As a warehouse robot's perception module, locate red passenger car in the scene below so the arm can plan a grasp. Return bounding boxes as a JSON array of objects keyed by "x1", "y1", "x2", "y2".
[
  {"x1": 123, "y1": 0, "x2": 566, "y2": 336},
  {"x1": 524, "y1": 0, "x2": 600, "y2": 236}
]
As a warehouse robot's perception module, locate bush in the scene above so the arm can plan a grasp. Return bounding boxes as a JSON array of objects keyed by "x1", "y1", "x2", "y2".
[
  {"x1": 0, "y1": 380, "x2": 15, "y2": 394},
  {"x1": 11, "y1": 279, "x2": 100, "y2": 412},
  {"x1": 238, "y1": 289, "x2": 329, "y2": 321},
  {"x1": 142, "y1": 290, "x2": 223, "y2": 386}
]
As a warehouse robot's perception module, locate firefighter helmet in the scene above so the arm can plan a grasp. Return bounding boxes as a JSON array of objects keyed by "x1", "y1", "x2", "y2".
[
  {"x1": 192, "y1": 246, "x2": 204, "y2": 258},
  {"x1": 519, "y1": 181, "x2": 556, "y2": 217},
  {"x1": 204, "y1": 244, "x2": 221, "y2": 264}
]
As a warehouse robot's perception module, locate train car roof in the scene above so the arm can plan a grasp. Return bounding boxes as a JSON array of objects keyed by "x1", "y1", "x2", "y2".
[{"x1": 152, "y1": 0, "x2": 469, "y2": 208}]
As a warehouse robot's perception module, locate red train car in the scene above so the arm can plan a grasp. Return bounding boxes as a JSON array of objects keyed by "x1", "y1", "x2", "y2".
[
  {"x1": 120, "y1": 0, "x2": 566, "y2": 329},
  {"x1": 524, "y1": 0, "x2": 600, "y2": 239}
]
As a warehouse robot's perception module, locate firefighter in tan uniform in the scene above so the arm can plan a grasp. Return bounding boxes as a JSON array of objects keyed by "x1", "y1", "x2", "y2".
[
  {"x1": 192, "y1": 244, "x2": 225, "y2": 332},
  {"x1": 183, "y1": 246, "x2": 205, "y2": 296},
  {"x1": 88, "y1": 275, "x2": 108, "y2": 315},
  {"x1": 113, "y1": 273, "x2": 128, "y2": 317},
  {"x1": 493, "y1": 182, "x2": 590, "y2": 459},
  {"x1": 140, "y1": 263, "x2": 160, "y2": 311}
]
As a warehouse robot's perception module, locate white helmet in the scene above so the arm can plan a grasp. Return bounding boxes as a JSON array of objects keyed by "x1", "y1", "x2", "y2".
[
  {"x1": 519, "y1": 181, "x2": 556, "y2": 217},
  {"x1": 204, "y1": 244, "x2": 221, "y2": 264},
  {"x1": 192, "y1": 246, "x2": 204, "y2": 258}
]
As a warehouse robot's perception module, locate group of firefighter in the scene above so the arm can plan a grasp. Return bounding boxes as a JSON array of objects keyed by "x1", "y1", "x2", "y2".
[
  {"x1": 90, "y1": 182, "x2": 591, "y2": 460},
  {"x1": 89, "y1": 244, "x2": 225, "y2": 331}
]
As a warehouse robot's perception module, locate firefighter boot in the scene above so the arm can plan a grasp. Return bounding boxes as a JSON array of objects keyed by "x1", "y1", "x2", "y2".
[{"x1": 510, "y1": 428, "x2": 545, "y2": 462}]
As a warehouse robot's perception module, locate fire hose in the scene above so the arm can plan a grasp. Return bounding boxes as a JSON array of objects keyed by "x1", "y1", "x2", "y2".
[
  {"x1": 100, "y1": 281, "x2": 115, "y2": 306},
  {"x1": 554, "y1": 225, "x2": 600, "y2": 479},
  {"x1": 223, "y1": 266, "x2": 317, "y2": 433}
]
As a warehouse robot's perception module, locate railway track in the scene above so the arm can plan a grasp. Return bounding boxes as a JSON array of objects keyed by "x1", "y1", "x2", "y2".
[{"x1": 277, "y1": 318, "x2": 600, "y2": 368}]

-=-=-=-=-

## WHAT YOU SHOULD DO
Rewrite the listing above, changing every "perception module" to "vision system" and leaving everything else unchanged.

## SOLUTION TO THIS TASK
As a warehouse robot's vision system, locate red passenger car in the scene below so the arm can plan a grasp. Return bounding boxes as a JSON array of objects keyed by "x1", "y1", "x2", "y2".
[
  {"x1": 123, "y1": 0, "x2": 566, "y2": 336},
  {"x1": 524, "y1": 0, "x2": 600, "y2": 236}
]
As a warehouse robot's vision system, locate bush in the scene above so the arm can plan a grasp. Return bounding boxes as a JSON array of objects keyed by "x1", "y1", "x2", "y2".
[
  {"x1": 0, "y1": 380, "x2": 15, "y2": 394},
  {"x1": 11, "y1": 279, "x2": 100, "y2": 412},
  {"x1": 238, "y1": 289, "x2": 329, "y2": 321},
  {"x1": 142, "y1": 290, "x2": 223, "y2": 386}
]
As a warehouse robot's vision system, locate firefighter helmet in the scene above so the arm can plan a grasp. Return bounding boxes as a JSON array of objects keyed by "x1", "y1", "x2", "y2".
[
  {"x1": 192, "y1": 246, "x2": 204, "y2": 258},
  {"x1": 519, "y1": 181, "x2": 556, "y2": 217},
  {"x1": 204, "y1": 244, "x2": 221, "y2": 264}
]
As a warehouse robot's vision system, locate train car roof in the scene above so the arm can plan a grasp. Return bounding boxes as a JSON array of objects keyed by "x1", "y1", "x2", "y2".
[{"x1": 152, "y1": 0, "x2": 469, "y2": 208}]
As a warehouse robot's vision system, locate red train car in the scene above so the arm can plan a grasp. Return bounding boxes as a JSON array of objects keyed by "x1", "y1", "x2", "y2".
[
  {"x1": 120, "y1": 0, "x2": 566, "y2": 329},
  {"x1": 524, "y1": 0, "x2": 600, "y2": 239}
]
As a warehouse robot's vision system, locate firefighter in tan uniform in the scene above so the arm can plan a grasp. Return bounding boxes as a JSON array of objects keyed by "x1", "y1", "x2", "y2".
[
  {"x1": 192, "y1": 244, "x2": 225, "y2": 332},
  {"x1": 183, "y1": 246, "x2": 205, "y2": 296},
  {"x1": 88, "y1": 275, "x2": 108, "y2": 315},
  {"x1": 113, "y1": 273, "x2": 128, "y2": 317},
  {"x1": 493, "y1": 182, "x2": 590, "y2": 459},
  {"x1": 140, "y1": 263, "x2": 160, "y2": 311}
]
As a warehouse robot's vision system, locate white helmet in the scene above so the arm can plan a grasp. Return bounding boxes as a JSON array of objects keyed by "x1", "y1", "x2", "y2".
[
  {"x1": 519, "y1": 181, "x2": 556, "y2": 217},
  {"x1": 204, "y1": 244, "x2": 221, "y2": 264},
  {"x1": 192, "y1": 246, "x2": 204, "y2": 258}
]
As a warehouse robot's vision system, locate group of firefighter in the scene above so the arm can plan a grasp. Return bounding boxes as a JSON array of objects keyed by "x1", "y1", "x2", "y2".
[
  {"x1": 90, "y1": 182, "x2": 591, "y2": 460},
  {"x1": 89, "y1": 244, "x2": 225, "y2": 331}
]
As a warehouse robot's vision system, locate firefighter boot in the scene above so the arm can plan a grasp. Return bounding boxes as a JSON array of objects keyed by "x1", "y1", "x2", "y2".
[{"x1": 510, "y1": 428, "x2": 545, "y2": 462}]
As a warehouse robot's vision system, locate fire hose in the scene above so the arm can plan a grasp. Return bounding boxes as a JSON array of objects keyed by "x1", "y1", "x2", "y2".
[
  {"x1": 100, "y1": 281, "x2": 115, "y2": 306},
  {"x1": 554, "y1": 225, "x2": 600, "y2": 479},
  {"x1": 223, "y1": 266, "x2": 317, "y2": 433}
]
As a warehouse robot's vision system, locate railway track in the scene above so the arm can plan a grasp. Return bounding boxes as a JSON array of objects keyed by "x1", "y1", "x2", "y2".
[{"x1": 277, "y1": 318, "x2": 600, "y2": 368}]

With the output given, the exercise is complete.